• **Extrait de page**
Fin 2021, la Cour d’appel du TPF a finalement réduit sa peine, notamment en raison de la «violation du principe de célérité». Dans ce jugement, les juges de Bellinzone rappellent que l’homme avait participé aux activités de la branche milanaise de la ‘Ndrangheta entre 2003 et 2011.

Extrader ou poursuivre?

Comme le montrent ces exemples, ces affaires sont complexes non seulement sur le plan de l’enquête, mais aussi sur celui du droit. C’est pourquoi la Suisse a longtemps préféré extrader les mafiosi présumés vers l’Italie.

C’est ce qui s’est produit dans l’affaire de la cosca de Frauenfeld, la première cellule de la ‘Ndrangheta reconnue en Suisse. Elle y était active depuis les années 1970. Après l’arrestation en Italie des deux chefs présumés de la cellule suisse, Antonio Nesci et Raffaele Albanese, une vidéo de leurs rencontres avait été diffusée.

• **Données à examiner**
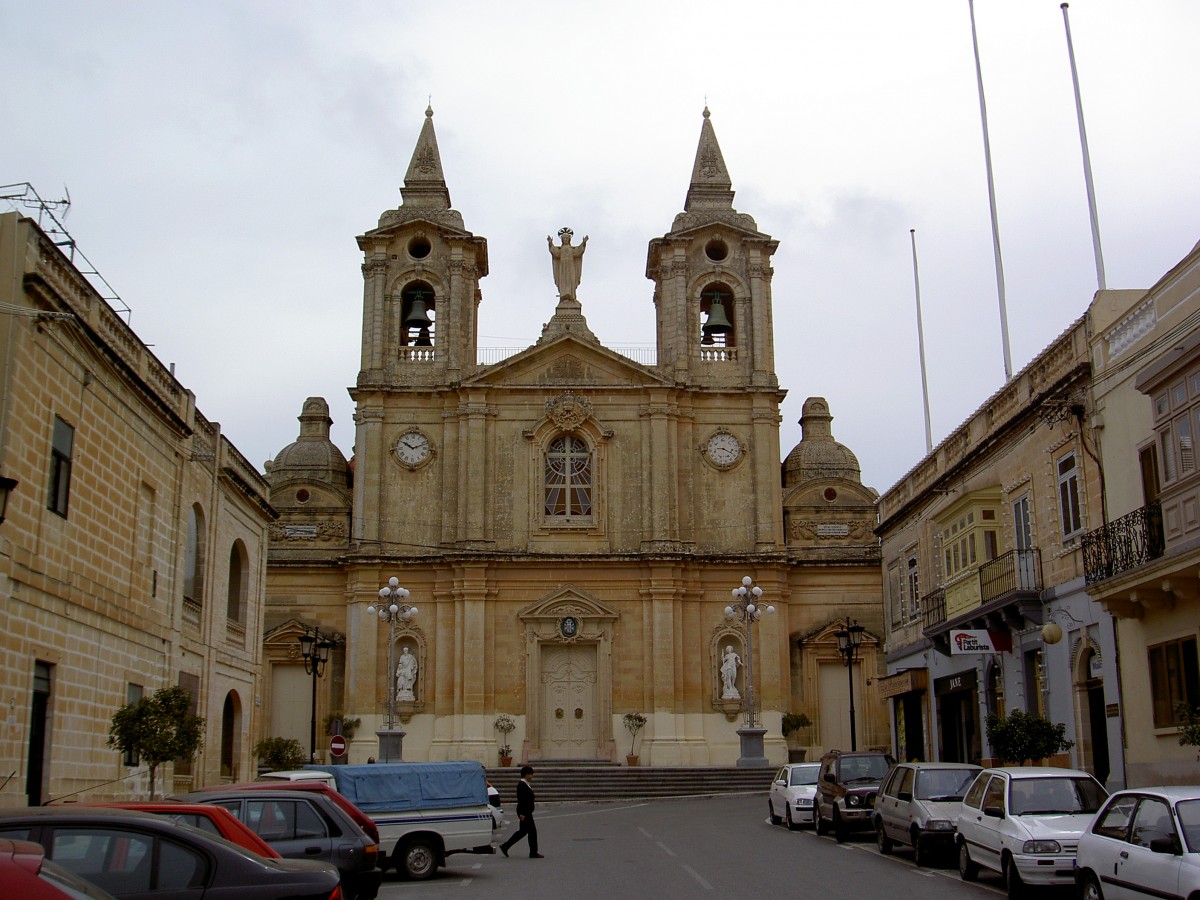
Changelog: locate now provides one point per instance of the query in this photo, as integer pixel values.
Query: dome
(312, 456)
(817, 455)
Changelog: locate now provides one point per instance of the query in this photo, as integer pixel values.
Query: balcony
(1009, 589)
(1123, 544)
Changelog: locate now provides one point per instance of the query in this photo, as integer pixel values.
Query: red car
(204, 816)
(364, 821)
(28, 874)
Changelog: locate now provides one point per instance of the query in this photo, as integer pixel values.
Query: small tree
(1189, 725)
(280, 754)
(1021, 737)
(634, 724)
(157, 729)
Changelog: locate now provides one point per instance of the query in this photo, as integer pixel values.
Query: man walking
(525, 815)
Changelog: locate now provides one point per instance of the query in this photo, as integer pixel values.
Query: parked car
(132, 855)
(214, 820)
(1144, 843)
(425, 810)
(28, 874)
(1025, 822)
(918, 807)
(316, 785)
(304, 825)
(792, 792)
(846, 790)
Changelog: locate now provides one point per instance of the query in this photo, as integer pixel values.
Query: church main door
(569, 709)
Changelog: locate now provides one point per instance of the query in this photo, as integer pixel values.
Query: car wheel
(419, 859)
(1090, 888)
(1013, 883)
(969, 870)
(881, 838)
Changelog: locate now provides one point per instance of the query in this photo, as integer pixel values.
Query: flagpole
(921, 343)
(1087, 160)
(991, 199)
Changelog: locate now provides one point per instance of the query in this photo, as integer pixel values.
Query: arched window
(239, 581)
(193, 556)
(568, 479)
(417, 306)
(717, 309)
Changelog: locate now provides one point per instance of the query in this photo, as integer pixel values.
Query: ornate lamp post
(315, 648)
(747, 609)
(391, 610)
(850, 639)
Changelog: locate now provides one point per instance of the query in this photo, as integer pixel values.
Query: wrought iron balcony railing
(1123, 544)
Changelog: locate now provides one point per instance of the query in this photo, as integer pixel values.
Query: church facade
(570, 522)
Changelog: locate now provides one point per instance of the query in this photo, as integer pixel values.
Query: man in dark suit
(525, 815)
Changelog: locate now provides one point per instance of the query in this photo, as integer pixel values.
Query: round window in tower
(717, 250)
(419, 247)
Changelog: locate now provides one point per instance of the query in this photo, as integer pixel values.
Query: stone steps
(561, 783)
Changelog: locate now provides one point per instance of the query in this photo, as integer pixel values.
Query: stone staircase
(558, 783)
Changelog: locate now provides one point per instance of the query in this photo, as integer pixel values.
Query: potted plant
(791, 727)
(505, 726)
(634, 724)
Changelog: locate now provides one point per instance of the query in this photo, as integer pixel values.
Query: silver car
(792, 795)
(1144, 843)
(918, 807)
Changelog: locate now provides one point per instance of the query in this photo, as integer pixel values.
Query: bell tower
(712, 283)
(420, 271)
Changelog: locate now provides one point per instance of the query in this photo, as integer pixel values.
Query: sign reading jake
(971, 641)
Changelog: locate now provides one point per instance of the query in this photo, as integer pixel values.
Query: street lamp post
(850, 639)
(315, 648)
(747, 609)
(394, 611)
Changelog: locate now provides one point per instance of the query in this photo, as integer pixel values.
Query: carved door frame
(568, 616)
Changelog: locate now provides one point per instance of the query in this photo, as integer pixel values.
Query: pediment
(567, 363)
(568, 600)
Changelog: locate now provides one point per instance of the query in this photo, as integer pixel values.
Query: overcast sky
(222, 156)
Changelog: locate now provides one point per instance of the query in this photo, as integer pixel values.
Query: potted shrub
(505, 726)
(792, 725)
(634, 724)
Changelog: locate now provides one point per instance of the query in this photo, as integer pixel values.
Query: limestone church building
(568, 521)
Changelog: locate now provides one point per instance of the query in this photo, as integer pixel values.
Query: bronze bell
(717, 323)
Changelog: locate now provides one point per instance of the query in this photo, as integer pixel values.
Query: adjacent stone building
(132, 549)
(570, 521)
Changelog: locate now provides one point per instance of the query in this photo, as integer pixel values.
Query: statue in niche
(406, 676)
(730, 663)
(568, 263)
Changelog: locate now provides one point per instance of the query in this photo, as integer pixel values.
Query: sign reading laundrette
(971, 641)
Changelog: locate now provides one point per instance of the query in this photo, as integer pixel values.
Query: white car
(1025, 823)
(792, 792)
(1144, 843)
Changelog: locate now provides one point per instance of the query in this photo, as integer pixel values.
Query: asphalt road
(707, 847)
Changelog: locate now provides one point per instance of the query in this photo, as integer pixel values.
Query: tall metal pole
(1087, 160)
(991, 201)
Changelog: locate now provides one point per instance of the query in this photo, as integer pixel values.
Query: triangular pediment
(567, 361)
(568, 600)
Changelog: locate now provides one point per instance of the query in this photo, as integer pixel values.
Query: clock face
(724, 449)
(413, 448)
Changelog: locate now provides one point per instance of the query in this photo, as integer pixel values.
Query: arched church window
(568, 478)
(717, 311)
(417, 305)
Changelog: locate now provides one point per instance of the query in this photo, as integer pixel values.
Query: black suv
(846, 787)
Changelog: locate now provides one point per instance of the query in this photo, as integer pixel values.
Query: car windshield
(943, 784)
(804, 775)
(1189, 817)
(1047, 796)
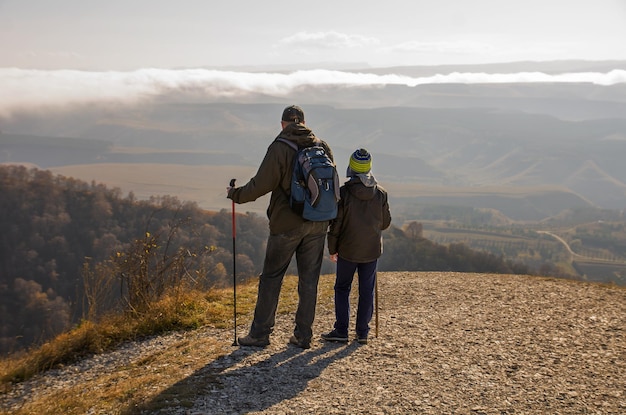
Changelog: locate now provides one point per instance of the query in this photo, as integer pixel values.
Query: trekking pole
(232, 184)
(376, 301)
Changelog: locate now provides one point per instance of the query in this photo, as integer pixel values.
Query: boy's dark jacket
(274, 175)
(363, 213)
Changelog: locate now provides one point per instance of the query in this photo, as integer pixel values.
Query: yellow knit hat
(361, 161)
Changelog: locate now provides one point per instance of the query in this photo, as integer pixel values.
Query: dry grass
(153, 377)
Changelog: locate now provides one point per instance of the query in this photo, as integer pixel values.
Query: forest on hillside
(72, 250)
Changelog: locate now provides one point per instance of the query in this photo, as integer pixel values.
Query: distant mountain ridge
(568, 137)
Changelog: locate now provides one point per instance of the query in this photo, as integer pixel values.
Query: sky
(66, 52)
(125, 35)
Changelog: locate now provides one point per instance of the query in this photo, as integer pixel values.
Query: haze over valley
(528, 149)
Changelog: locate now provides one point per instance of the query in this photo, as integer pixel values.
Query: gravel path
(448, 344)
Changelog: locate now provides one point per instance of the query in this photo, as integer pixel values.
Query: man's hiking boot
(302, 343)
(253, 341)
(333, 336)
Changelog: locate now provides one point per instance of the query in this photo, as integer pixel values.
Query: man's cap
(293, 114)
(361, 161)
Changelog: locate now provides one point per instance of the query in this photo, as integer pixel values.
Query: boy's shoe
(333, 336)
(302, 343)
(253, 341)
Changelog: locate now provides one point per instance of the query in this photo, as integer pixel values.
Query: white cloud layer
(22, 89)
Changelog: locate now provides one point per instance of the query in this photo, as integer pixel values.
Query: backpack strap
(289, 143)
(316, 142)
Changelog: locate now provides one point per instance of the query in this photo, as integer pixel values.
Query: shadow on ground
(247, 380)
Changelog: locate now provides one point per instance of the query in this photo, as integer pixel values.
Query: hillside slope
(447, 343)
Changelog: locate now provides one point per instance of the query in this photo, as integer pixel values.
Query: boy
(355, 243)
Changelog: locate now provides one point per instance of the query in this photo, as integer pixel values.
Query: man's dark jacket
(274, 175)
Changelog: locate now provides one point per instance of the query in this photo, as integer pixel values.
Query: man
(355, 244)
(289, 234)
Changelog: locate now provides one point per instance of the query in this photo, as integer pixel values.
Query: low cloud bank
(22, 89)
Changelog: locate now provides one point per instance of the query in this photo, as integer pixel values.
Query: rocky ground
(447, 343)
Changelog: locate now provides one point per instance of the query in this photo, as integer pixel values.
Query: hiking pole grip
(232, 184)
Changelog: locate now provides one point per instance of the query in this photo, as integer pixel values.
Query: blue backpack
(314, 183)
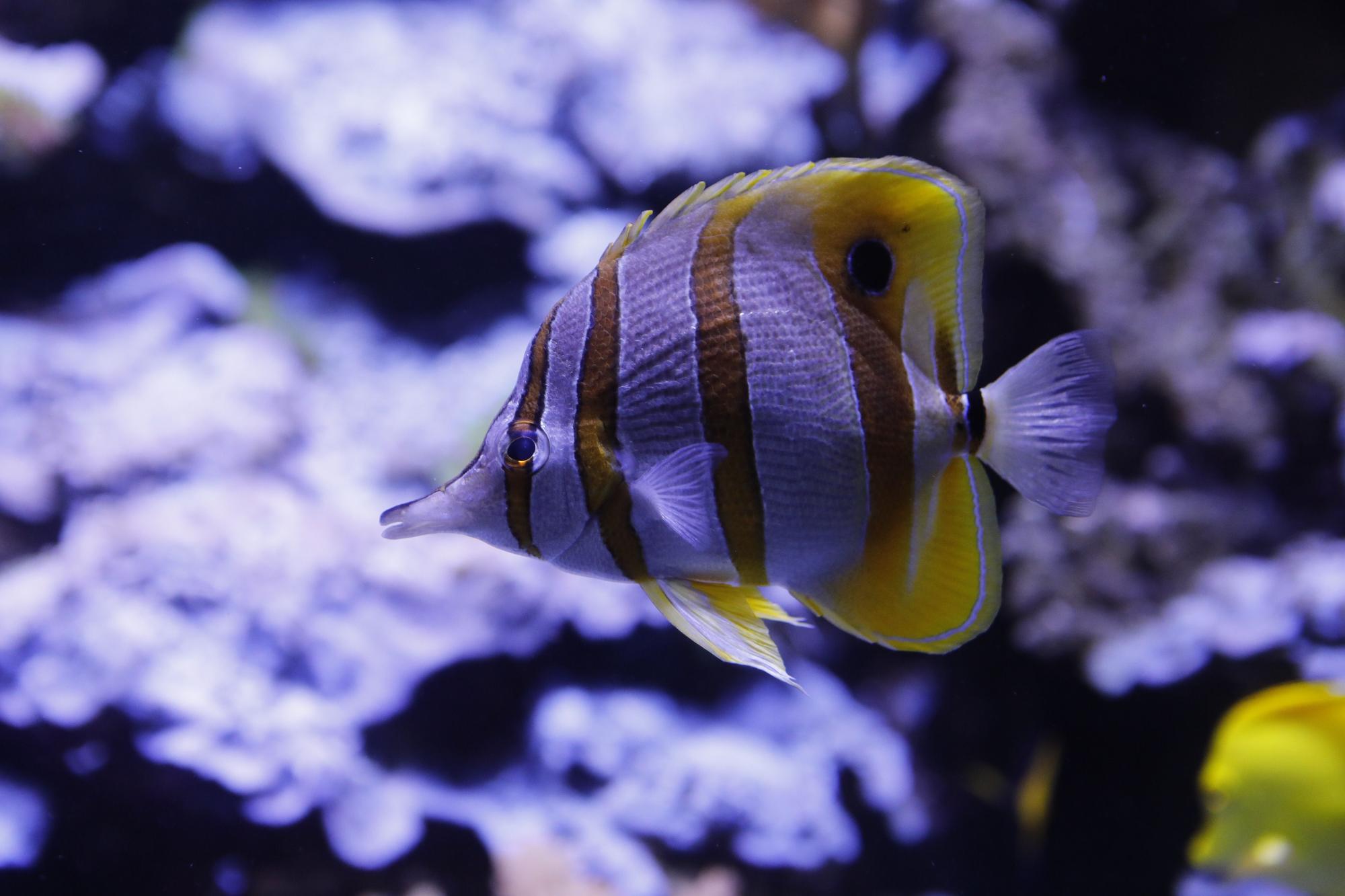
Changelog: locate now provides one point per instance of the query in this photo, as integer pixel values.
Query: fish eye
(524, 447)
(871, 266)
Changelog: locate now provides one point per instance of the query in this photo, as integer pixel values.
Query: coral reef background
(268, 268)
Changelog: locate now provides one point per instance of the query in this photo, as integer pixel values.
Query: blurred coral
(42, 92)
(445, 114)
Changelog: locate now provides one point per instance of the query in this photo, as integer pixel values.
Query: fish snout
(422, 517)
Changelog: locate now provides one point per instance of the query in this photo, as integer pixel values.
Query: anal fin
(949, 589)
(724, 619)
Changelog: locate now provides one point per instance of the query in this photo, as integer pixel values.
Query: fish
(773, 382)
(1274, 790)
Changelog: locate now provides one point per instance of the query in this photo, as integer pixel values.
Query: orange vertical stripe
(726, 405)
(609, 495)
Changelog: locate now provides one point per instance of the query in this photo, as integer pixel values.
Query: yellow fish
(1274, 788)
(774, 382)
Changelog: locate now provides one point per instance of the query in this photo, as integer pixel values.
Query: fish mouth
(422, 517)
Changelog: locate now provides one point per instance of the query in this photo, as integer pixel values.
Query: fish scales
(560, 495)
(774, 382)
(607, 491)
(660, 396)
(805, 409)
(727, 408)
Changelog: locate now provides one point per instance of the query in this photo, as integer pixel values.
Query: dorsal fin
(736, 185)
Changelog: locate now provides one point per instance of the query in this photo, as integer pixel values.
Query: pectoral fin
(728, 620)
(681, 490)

• **Exercice A**
D’après l’extrait de page, depuis quand la cosca de Frauenfeld était-elle active en Suisse ?
• **Exercice B**
Dans l’extrait de page, reformulez plus brièvement le paragraphe commençant par « C’est ce qui s’est produit » en conservant ses faits principaux.
• **Exercice C**
Recopiez le passage de l’extrait de page qui va de «Comme le montrent» jusqu’à «avait été diffusée.» inclus.

• **Corrigé A**
Depuis les années 1970.

• **Corrigé B**
L’affaire de la cosca de Frauenfeld, première cellule de la ‘Ndrangheta reconnue en Suisse et active depuis les années 1970, en est un exemple. Ses deux chefs présumés, Antonio Nesci et Raffaele Albanese, ont été arrêtés en Italie. Une vidéo de leurs rencontres a ensuite été diffusée.

• **Corrigé C**
Comme le montrent ces exemples, ces affaires sont complexes non seulement sur le plan de l’enquête, mais aussi sur celui du droit. C’est pourquoi la Suisse a longtemps préféré extrader les mafiosi présumés vers l’Italie.

C’est ce qui s’est produit dans l’affaire de la cosca de Frauenfeld, la première cellule de la ‘Ndrangheta reconnue en Suisse. Elle y était active depuis les années 1970. Après l’arrestation en Italie des deux chefs présumés de la cellule suisse, Antonio Nesci et Raffaele Albanese, une vidéo de leurs rencontres avait été diffusée.